## Problem:
The whole listing is to be returned exactly.

## Given information:
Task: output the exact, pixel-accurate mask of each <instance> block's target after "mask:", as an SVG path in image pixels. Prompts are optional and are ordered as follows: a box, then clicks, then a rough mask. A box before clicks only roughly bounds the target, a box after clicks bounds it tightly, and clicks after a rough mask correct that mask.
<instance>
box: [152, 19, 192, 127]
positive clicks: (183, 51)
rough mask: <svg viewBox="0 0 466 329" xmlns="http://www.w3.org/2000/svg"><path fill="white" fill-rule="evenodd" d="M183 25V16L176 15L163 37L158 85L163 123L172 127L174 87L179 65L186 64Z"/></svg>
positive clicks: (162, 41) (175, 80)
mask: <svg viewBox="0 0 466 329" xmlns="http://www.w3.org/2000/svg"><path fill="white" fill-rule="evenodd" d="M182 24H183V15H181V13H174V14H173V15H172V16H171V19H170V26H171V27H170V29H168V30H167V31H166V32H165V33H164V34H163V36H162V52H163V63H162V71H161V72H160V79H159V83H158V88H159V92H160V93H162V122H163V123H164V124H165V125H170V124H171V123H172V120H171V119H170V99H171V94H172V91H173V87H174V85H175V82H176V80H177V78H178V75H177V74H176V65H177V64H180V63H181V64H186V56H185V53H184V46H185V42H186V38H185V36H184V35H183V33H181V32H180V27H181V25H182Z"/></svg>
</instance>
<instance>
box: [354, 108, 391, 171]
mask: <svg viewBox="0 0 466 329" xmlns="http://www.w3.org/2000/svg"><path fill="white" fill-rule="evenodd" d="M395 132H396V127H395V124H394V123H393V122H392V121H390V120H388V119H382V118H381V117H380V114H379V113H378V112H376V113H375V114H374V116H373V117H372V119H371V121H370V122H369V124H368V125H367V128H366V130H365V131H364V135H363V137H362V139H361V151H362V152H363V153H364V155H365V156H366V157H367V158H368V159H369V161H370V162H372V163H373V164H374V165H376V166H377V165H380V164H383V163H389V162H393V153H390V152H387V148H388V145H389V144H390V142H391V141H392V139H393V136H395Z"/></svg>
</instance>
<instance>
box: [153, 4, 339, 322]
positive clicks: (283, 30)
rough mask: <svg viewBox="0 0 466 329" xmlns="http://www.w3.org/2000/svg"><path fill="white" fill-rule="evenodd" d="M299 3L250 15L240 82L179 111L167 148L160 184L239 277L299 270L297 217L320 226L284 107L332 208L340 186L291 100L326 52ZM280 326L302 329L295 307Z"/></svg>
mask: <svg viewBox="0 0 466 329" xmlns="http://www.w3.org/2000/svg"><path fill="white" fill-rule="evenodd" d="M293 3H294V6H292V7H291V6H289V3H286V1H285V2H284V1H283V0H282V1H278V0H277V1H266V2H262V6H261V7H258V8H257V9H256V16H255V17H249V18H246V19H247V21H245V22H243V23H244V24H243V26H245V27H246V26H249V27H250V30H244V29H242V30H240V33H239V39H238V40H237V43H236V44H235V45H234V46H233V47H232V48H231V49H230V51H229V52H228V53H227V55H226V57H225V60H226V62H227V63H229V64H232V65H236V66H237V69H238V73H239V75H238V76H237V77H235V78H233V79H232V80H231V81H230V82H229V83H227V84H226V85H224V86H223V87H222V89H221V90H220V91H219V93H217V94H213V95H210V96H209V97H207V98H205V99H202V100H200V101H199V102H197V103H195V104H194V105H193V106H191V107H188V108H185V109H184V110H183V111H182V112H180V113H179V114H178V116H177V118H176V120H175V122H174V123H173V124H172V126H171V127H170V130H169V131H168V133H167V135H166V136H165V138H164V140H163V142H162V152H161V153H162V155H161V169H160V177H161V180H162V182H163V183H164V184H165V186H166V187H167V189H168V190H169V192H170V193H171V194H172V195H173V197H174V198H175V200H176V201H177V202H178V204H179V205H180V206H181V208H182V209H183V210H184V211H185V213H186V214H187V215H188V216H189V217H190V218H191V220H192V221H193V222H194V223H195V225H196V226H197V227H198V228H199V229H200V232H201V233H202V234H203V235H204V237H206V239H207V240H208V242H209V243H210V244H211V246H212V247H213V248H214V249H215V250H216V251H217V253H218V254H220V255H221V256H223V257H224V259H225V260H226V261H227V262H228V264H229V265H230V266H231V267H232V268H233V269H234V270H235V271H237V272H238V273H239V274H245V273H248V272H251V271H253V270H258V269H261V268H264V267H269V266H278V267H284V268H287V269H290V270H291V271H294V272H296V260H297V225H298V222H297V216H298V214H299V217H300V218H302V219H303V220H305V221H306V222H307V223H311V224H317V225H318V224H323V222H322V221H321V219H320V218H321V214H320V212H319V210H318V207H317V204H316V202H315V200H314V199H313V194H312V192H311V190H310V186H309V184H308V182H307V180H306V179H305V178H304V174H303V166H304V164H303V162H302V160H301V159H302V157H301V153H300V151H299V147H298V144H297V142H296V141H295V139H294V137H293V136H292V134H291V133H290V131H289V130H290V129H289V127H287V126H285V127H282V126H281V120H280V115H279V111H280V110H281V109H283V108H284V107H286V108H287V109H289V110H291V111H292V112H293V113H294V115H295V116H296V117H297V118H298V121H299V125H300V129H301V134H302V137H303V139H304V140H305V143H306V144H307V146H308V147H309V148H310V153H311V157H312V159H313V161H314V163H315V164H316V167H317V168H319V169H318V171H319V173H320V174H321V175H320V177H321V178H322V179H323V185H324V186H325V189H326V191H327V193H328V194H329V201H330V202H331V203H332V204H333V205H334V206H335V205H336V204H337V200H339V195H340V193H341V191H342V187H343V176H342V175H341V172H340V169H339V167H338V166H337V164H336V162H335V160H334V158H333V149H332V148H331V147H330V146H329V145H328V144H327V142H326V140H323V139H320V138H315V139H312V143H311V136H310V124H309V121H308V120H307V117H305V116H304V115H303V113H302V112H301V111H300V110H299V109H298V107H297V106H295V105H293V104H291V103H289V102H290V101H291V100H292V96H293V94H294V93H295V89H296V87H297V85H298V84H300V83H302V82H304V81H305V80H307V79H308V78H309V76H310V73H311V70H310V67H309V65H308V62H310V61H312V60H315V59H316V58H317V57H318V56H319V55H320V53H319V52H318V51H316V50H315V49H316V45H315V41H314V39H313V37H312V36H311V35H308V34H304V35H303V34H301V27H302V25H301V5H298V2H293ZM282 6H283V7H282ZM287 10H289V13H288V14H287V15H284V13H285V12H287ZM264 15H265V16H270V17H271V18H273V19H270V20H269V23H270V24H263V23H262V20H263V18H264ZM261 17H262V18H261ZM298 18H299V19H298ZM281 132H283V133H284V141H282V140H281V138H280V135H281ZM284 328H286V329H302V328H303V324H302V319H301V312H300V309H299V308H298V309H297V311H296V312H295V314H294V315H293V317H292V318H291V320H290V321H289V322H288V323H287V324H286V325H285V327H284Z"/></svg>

## Written solution:
Task: output the exact, pixel-accurate mask of each <instance> block's target after "mask:", as an SVG path in image pixels. Prompts are optional and are ordered as follows: a box, then clicks, then a rough mask. A box before clicks only roughly bounds the target, a box after clicks bounds it tightly, and clicks after a rough mask correct that mask.
<instance>
box: [152, 19, 192, 127]
positive clicks: (183, 51)
rough mask: <svg viewBox="0 0 466 329" xmlns="http://www.w3.org/2000/svg"><path fill="white" fill-rule="evenodd" d="M183 25V16L176 15L163 37L158 85L163 123L172 127L174 87L179 65L186 64Z"/></svg>
positive clicks: (162, 41) (175, 80)
mask: <svg viewBox="0 0 466 329" xmlns="http://www.w3.org/2000/svg"><path fill="white" fill-rule="evenodd" d="M182 24H183V15H181V13H174V14H173V15H172V16H171V19H170V26H171V27H170V29H168V30H167V31H166V32H165V33H164V34H163V36H162V52H163V63H162V71H161V72H160V79H159V83H158V88H159V92H160V93H162V122H163V123H164V124H165V125H170V124H171V123H172V120H171V119H170V99H171V94H172V91H173V87H174V85H175V82H176V80H177V78H178V75H177V74H176V65H177V64H180V63H181V64H186V56H185V53H184V46H185V42H186V38H185V36H184V35H183V33H181V32H180V27H181V25H182Z"/></svg>
</instance>
<instance>
box: [354, 108, 391, 171]
mask: <svg viewBox="0 0 466 329" xmlns="http://www.w3.org/2000/svg"><path fill="white" fill-rule="evenodd" d="M395 132H396V127H395V124H394V123H393V122H392V121H390V120H388V119H382V118H381V117H380V114H379V113H378V112H376V113H375V114H374V116H373V117H372V119H371V121H370V122H369V124H368V125H367V128H366V130H365V131H364V135H363V137H362V139H361V151H362V152H363V153H364V155H365V156H366V157H367V158H368V159H369V161H370V162H372V163H373V164H374V165H376V166H377V165H380V164H383V163H389V162H393V153H390V152H387V148H388V145H389V144H390V142H391V141H392V139H393V136H395Z"/></svg>
</instance>
<instance>
box: [153, 4, 339, 322]
positive clicks: (283, 30)
rough mask: <svg viewBox="0 0 466 329" xmlns="http://www.w3.org/2000/svg"><path fill="white" fill-rule="evenodd" d="M299 3L250 15L240 82L179 111L167 148L160 184L239 277L299 270L297 217L320 226L284 107L332 208L340 186L291 100L326 52ZM280 326L302 329L295 307Z"/></svg>
mask: <svg viewBox="0 0 466 329" xmlns="http://www.w3.org/2000/svg"><path fill="white" fill-rule="evenodd" d="M293 3H294V6H292V7H291V6H289V3H286V1H285V2H284V1H283V0H282V1H278V0H277V1H266V2H262V6H261V7H258V8H257V9H256V16H255V17H249V18H246V19H247V21H245V22H243V23H244V24H243V26H245V27H246V26H249V27H250V30H244V29H242V30H240V33H239V39H238V40H237V43H236V44H235V45H234V46H233V47H232V48H231V49H230V51H229V52H228V53H227V55H226V57H225V60H226V62H227V63H229V64H232V65H236V66H237V69H238V73H239V75H238V76H237V77H235V78H233V79H232V80H231V81H230V82H229V83H227V84H226V85H224V86H223V87H222V89H221V90H220V91H219V93H217V94H213V95H210V96H209V97H207V98H205V99H202V100H200V101H199V102H197V103H195V104H194V105H193V106H191V107H188V108H185V109H184V110H183V111H182V112H180V113H179V114H178V116H177V118H176V120H175V122H174V123H173V124H172V126H171V127H170V130H169V131H168V133H167V135H166V136H165V138H164V140H163V142H162V152H161V153H162V155H161V169H160V177H161V180H162V182H163V183H164V184H165V186H166V187H167V189H168V190H169V192H170V193H171V194H172V195H173V197H174V198H175V200H176V201H177V202H178V204H179V205H180V206H181V208H182V209H183V210H184V211H185V213H186V214H187V215H188V216H189V217H190V218H191V220H192V221H193V222H194V223H195V225H196V226H197V227H198V228H199V229H200V232H201V233H202V234H203V235H204V237H206V239H207V240H208V242H209V243H210V244H211V246H212V247H213V248H214V249H215V250H216V251H217V253H218V254H220V255H221V256H223V257H224V259H225V260H226V261H227V262H228V264H229V265H230V266H231V267H232V268H233V269H234V270H235V271H237V272H238V273H239V274H245V273H248V272H251V271H253V270H258V269H261V268H264V267H269V266H278V267H284V268H287V269H290V270H291V271H294V272H296V260H297V225H298V222H297V216H298V214H299V217H300V218H302V219H303V220H305V221H306V222H307V223H311V224H317V225H318V224H323V222H322V221H321V219H320V218H321V214H320V212H319V210H318V207H317V204H316V202H315V200H314V199H313V194H312V192H311V190H310V186H309V184H308V182H307V180H306V179H305V178H304V174H303V166H304V164H303V162H302V160H301V159H302V157H301V153H300V151H299V147H298V144H297V142H296V141H295V139H294V137H293V136H292V134H291V133H290V131H289V130H290V129H289V127H287V126H285V127H282V126H281V120H280V115H279V111H280V110H281V109H283V108H284V107H286V108H287V109H289V110H291V111H292V112H293V113H294V115H295V116H296V117H297V118H298V121H299V125H300V129H301V134H302V137H303V139H304V140H305V143H306V144H307V146H308V147H309V148H310V153H311V157H312V159H313V161H314V163H315V164H316V167H317V168H319V169H318V171H319V173H320V174H321V175H320V177H321V178H322V179H323V185H324V186H325V189H326V191H327V193H328V194H329V201H330V202H331V203H332V204H333V205H334V206H335V205H336V204H337V200H339V195H340V193H341V191H342V187H343V176H342V175H341V172H340V169H339V167H338V166H337V164H336V162H335V160H334V158H333V149H332V148H331V147H330V146H329V145H328V144H327V142H326V140H323V139H320V138H315V139H312V143H311V136H310V124H309V121H308V120H307V117H305V116H304V115H303V113H302V112H301V111H300V110H299V109H298V107H297V106H295V105H293V104H291V103H289V102H290V101H291V100H292V96H293V94H294V93H295V89H296V87H297V85H298V84H300V83H302V82H304V81H305V80H307V79H308V78H309V76H310V73H311V70H310V67H309V65H308V62H310V61H312V60H315V59H316V58H317V57H318V56H319V55H320V53H319V52H318V51H316V50H315V49H316V45H315V41H314V39H313V37H312V36H311V35H308V34H304V35H303V34H301V27H302V25H301V5H298V2H293ZM282 6H283V7H282ZM287 10H289V13H288V14H287V15H284V13H285V12H287ZM264 15H265V16H270V17H271V18H273V19H270V20H269V23H270V24H263V23H262V20H263V18H264ZM261 17H262V18H261ZM298 18H299V19H298ZM281 132H283V133H284V141H282V140H281V138H280V135H281ZM284 328H286V329H302V328H303V324H302V319H301V312H300V309H299V308H298V309H297V311H296V312H295V314H294V315H293V317H292V318H291V320H290V321H289V322H288V323H287V324H286V325H285V327H284Z"/></svg>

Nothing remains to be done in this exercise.